[Begin Text provided]

# First things first!



## smokey mic nick (Sep 28, 2014)

Hello everyone I'm new here and first time smoker. After I moved to.the south and seen all my friends with smokers I figured I would join the crowd. I've ate a lot of their smoked food and was never to impressed with it. Never really seemed to have the good flavor. 


I'm looking for either a propane or wood smoker. I'm leaning towards wood over the propane because all my friends have propane and like I said above, I don't taste the flavor. But I'm trying to keep an open mind so I'm open to suggestions. I'm not gonna be cooking for party's but I will be for the family. Six people at the most


I'd like to stay around 300 bucks but I'd pay more if it was worth it. I've looked at a bunch of threads and reviews but I figured I'd get feedback from this site. Let me know what you guys think.

[End Text provided]

**Exercise aim**
Echo back the forum post asking for advice on a first smoker, in full and word for word.

[Begin Material provided]

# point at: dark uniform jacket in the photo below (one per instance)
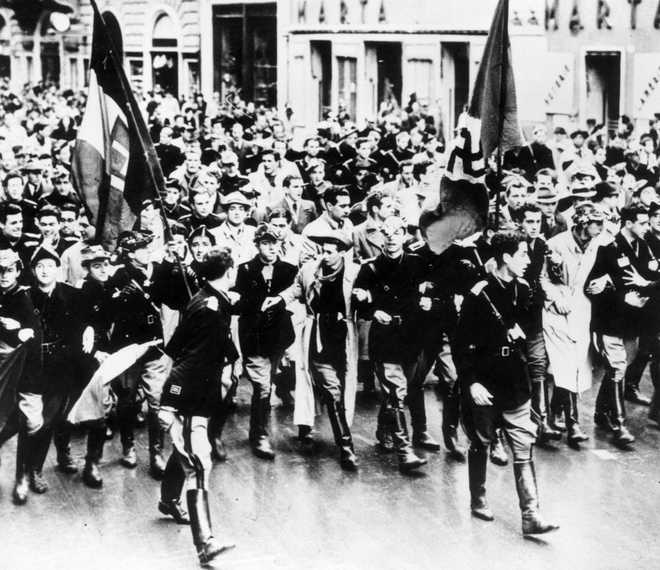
(443, 274)
(482, 351)
(200, 347)
(263, 333)
(610, 314)
(136, 306)
(394, 288)
(61, 325)
(16, 304)
(96, 309)
(537, 255)
(192, 221)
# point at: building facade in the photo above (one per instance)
(161, 43)
(610, 57)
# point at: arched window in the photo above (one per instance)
(164, 54)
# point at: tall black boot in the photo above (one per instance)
(156, 444)
(126, 417)
(384, 429)
(477, 467)
(170, 491)
(95, 441)
(22, 459)
(450, 420)
(62, 441)
(208, 548)
(261, 446)
(633, 377)
(602, 410)
(408, 461)
(622, 437)
(342, 433)
(540, 413)
(575, 434)
(421, 437)
(528, 496)
(38, 445)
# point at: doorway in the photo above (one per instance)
(603, 87)
(321, 52)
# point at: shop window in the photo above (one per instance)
(347, 72)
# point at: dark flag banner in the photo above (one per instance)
(114, 163)
(490, 124)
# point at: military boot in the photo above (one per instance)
(532, 522)
(408, 461)
(477, 467)
(342, 434)
(208, 548)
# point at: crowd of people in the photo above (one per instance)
(298, 263)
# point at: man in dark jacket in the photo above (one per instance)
(57, 305)
(490, 345)
(390, 286)
(20, 329)
(137, 297)
(202, 350)
(264, 334)
(537, 358)
(619, 285)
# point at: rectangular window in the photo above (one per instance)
(347, 72)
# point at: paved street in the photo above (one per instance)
(298, 513)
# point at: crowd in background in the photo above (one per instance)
(239, 177)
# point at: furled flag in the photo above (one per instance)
(114, 163)
(491, 123)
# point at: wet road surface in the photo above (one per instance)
(305, 513)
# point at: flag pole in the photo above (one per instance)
(500, 130)
(132, 117)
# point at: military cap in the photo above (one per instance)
(228, 157)
(33, 166)
(579, 132)
(60, 173)
(49, 210)
(201, 231)
(235, 197)
(9, 258)
(605, 190)
(583, 192)
(265, 232)
(70, 206)
(328, 235)
(546, 195)
(134, 240)
(44, 252)
(178, 229)
(93, 253)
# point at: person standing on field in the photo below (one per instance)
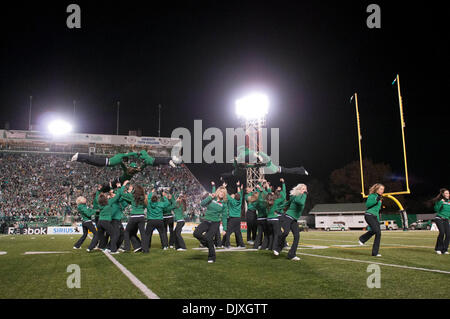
(372, 217)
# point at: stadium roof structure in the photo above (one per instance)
(81, 138)
(339, 208)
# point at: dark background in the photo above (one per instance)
(197, 57)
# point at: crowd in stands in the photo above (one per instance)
(39, 187)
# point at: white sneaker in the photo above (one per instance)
(176, 160)
(74, 158)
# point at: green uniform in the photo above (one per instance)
(117, 159)
(373, 205)
(261, 206)
(178, 210)
(155, 209)
(167, 211)
(117, 213)
(215, 210)
(147, 158)
(126, 176)
(269, 167)
(442, 208)
(277, 204)
(225, 215)
(296, 206)
(85, 212)
(234, 206)
(135, 208)
(250, 206)
(95, 204)
(106, 212)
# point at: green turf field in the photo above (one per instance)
(236, 274)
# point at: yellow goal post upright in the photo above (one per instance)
(402, 124)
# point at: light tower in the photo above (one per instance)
(252, 109)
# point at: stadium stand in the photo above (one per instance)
(39, 185)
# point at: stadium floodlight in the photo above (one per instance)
(252, 106)
(59, 127)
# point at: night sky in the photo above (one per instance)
(196, 58)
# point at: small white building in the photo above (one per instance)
(351, 215)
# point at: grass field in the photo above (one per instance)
(331, 266)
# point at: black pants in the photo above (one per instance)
(234, 226)
(118, 230)
(87, 225)
(205, 233)
(134, 224)
(168, 223)
(104, 229)
(374, 224)
(251, 225)
(274, 233)
(288, 224)
(153, 224)
(179, 241)
(444, 234)
(262, 236)
(217, 241)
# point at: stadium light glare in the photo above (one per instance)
(252, 106)
(59, 127)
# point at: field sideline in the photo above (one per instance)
(332, 266)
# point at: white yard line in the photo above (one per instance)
(45, 252)
(143, 288)
(377, 263)
(353, 241)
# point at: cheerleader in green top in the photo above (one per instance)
(169, 220)
(274, 203)
(442, 209)
(136, 221)
(289, 221)
(179, 208)
(234, 203)
(372, 217)
(218, 242)
(86, 214)
(118, 159)
(155, 209)
(250, 217)
(215, 208)
(104, 227)
(248, 158)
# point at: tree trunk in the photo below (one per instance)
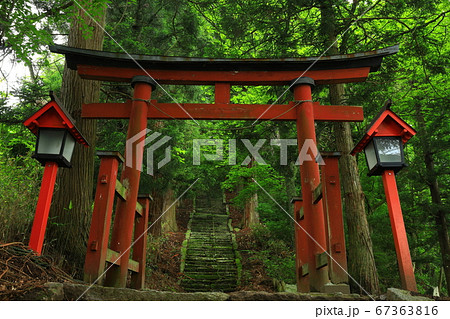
(438, 208)
(71, 210)
(361, 261)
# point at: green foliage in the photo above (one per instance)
(278, 258)
(416, 79)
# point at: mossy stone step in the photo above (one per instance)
(209, 260)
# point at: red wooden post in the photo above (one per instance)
(43, 207)
(398, 230)
(124, 219)
(333, 216)
(310, 179)
(301, 247)
(101, 216)
(140, 246)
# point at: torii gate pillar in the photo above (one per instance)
(310, 180)
(125, 212)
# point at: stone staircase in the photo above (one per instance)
(209, 257)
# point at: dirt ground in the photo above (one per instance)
(22, 270)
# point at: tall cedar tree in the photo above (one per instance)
(71, 207)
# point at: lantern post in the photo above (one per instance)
(56, 137)
(383, 147)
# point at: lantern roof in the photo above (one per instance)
(386, 123)
(54, 115)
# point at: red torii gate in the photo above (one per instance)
(319, 234)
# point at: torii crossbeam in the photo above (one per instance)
(223, 73)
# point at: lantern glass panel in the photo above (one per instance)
(389, 150)
(371, 156)
(68, 147)
(50, 141)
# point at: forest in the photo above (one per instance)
(415, 80)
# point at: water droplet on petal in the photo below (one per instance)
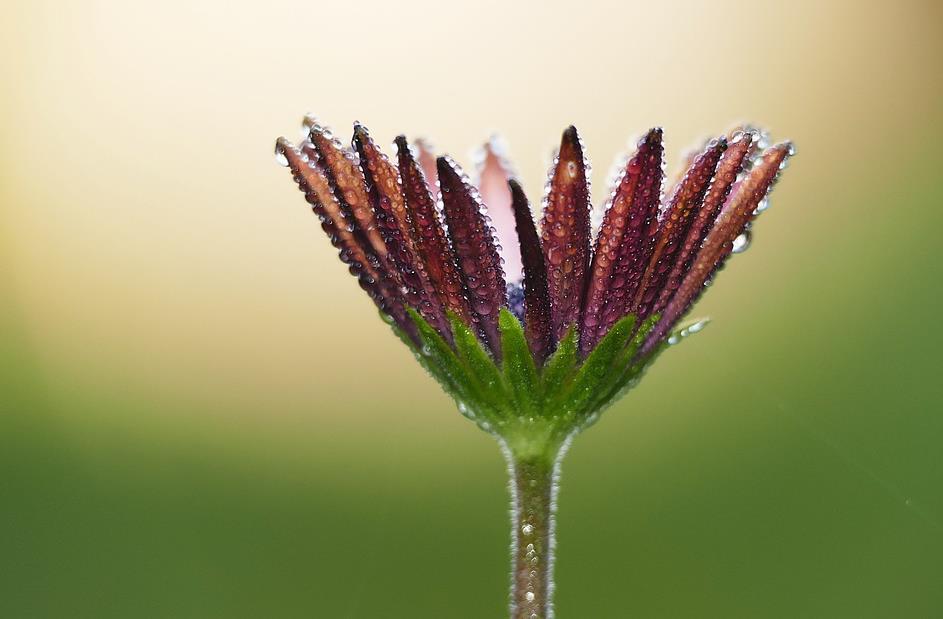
(280, 157)
(742, 242)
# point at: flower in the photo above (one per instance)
(533, 331)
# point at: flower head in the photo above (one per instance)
(533, 330)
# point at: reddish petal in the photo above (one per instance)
(494, 174)
(728, 169)
(389, 204)
(684, 204)
(431, 242)
(536, 296)
(733, 219)
(565, 234)
(625, 240)
(347, 181)
(473, 241)
(360, 260)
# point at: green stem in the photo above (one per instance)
(533, 507)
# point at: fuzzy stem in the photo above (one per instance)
(533, 508)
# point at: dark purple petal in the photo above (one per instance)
(431, 242)
(733, 219)
(565, 234)
(389, 204)
(537, 323)
(360, 259)
(473, 242)
(728, 169)
(684, 204)
(625, 240)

[End Material provided]

**Result of this exercise**
# First things first!



## smokey mic nick (Sep 28, 2014)

Hello everyone I'm new here and first time smoker. After I moved to.the south and seen all my friends with smokers I figured I would join the crowd. I've ate a lot of their smoked food and was never to impressed with it. Never really seemed to have the good flavor. 


I'm looking for either a propane or wood smoker. I'm leaning towards wood over the propane because all my friends have propane and like I said above, I don't taste the flavor. But I'm trying to keep an open mind so I'm open to suggestions. I'm not gonna be cooking for party's but I will be for the family. Six people at the most


I'd like to stay around 300 bucks but I'd pay more if it was worth it. I've looked at a bunch of threads and reviews but I figured I'd get feedback from this site. Let me know what you guys think.